Excerpts of bounding box data
:::::

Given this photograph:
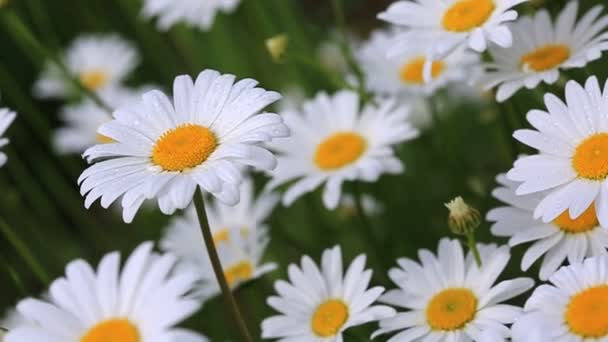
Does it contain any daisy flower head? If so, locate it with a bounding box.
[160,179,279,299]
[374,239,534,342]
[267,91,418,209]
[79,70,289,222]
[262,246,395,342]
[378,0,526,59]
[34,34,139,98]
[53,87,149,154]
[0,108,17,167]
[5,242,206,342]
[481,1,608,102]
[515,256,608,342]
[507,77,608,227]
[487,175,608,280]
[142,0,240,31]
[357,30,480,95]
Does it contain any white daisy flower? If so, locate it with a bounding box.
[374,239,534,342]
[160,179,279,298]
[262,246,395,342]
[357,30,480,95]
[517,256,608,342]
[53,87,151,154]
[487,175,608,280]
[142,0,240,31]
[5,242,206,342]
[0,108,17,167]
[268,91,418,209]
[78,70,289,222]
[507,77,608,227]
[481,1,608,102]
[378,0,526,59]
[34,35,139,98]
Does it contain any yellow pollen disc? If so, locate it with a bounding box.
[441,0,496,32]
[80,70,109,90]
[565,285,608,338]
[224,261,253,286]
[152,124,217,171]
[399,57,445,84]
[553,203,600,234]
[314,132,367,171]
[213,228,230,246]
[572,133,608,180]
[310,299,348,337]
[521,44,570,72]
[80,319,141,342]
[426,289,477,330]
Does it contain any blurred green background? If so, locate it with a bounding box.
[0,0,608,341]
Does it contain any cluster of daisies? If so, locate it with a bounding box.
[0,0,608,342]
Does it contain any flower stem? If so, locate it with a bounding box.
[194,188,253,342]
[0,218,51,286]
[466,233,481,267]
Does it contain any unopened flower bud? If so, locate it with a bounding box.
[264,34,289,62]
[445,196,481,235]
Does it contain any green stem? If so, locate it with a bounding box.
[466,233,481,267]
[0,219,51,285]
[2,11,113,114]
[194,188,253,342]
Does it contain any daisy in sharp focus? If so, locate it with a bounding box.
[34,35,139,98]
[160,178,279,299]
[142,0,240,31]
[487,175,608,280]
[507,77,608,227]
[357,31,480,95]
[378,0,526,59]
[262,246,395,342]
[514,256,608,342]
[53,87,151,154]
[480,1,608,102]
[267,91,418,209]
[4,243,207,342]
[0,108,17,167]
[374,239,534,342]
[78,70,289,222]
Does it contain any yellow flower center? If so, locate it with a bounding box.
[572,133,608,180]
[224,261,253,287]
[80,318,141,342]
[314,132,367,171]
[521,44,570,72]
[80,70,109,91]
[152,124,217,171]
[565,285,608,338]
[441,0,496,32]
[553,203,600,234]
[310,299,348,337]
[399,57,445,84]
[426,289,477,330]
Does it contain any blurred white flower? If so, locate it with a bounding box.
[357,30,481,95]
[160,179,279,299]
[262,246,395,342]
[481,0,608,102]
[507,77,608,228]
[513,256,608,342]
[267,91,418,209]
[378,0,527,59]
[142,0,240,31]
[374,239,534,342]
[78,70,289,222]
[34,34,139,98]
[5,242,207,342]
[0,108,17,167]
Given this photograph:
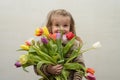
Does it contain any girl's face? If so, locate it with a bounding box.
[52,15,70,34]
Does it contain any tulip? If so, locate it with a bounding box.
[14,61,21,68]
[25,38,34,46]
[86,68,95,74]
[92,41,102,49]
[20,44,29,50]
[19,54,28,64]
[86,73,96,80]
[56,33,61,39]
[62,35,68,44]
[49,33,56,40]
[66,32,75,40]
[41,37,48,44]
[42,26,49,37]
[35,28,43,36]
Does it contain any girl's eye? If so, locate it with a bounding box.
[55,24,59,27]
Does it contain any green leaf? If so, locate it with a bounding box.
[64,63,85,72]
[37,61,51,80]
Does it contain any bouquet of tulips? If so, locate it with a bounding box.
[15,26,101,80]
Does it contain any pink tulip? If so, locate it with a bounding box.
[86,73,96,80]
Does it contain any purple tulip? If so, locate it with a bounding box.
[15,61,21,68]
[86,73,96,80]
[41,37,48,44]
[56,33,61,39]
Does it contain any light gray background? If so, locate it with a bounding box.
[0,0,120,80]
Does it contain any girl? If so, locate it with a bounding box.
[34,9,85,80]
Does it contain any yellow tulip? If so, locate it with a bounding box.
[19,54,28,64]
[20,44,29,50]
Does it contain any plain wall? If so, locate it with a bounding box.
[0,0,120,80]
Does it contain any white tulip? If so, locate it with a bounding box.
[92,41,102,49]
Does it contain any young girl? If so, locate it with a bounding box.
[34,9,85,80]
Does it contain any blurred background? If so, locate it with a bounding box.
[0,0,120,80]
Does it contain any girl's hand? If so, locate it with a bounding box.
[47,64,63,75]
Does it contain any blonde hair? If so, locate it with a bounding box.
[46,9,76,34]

:::::

> [Set problem]:
Reproduce everything in the listing from the line containing "Does it contain any unopened" down to the line containing "[37,61,51,80]", requests included, and shift every bounding box coordinate in the answers by -51. Leave the pictures out.

> [Answer in full]:
Does it contain any unopened flower bud? If so, locate it with a bounding box.
[213,-17,238,11]
[394,145,430,184]
Does it contain any green stem? If so, locate it with a bounding box.
[415,182,430,216]
[-51,168,0,234]
[-49,-40,62,63]
[143,137,202,291]
Does it contain any daisy in sharp focus? If so, locate it with a bounding box.
[-17,-16,88,47]
[109,127,228,248]
[91,-51,189,-20]
[436,124,557,229]
[456,26,557,176]
[306,-20,429,44]
[327,-51,475,8]
[211,195,344,291]
[463,205,557,291]
[2,36,100,103]
[429,-50,557,51]
[216,40,367,158]
[-47,192,156,291]
[-51,57,-34,116]
[323,188,483,291]
[27,19,238,171]
Does it contain any yellow flower center? If so, locate it with a bounding box.
[521,82,557,129]
[173,210,202,236]
[29,267,90,291]
[263,81,316,120]
[470,-7,519,21]
[29,19,58,40]
[101,73,166,120]
[514,234,557,287]
[390,-51,445,-19]
[502,152,549,183]
[259,248,297,286]
[348,6,394,33]
[375,238,426,279]
Does it contain any blurred white flower? If so, locate it with a bounding box.
[306,-21,430,44]
[109,128,228,248]
[211,195,344,291]
[430,-51,557,51]
[456,26,557,177]
[462,205,557,291]
[216,40,367,158]
[327,-51,476,8]
[91,-51,189,-20]
[323,188,483,291]
[27,19,238,171]
[-17,-17,88,47]
[-46,191,156,291]
[-51,57,-34,116]
Given this photograph:
Does it contain any girl's face? If so, locate it with a bounding box.
[1,-36,19,-17]
Does it contain any tulip? If so, locate it with a bounding box.
[-37,10,-30,17]
[-26,-13,-17,-5]
[35,17,44,23]
[41,-10,51,-2]
[-31,-7,-22,-1]
[-32,3,-23,13]
[35,22,45,29]
[5,-18,10,-12]
[11,-16,17,-7]
[-2,-18,5,-11]
[15,-19,24,-11]
[-10,-14,-3,-7]
[-9,-25,-2,-14]
[-16,-23,-8,-15]
Does it contain any girl's eye? If so, locate it with a bounding box.
[4,-27,8,-24]
Does it contain any green leaf? If so, locate it with a bounding box.
[13,12,34,21]
[-14,10,0,29]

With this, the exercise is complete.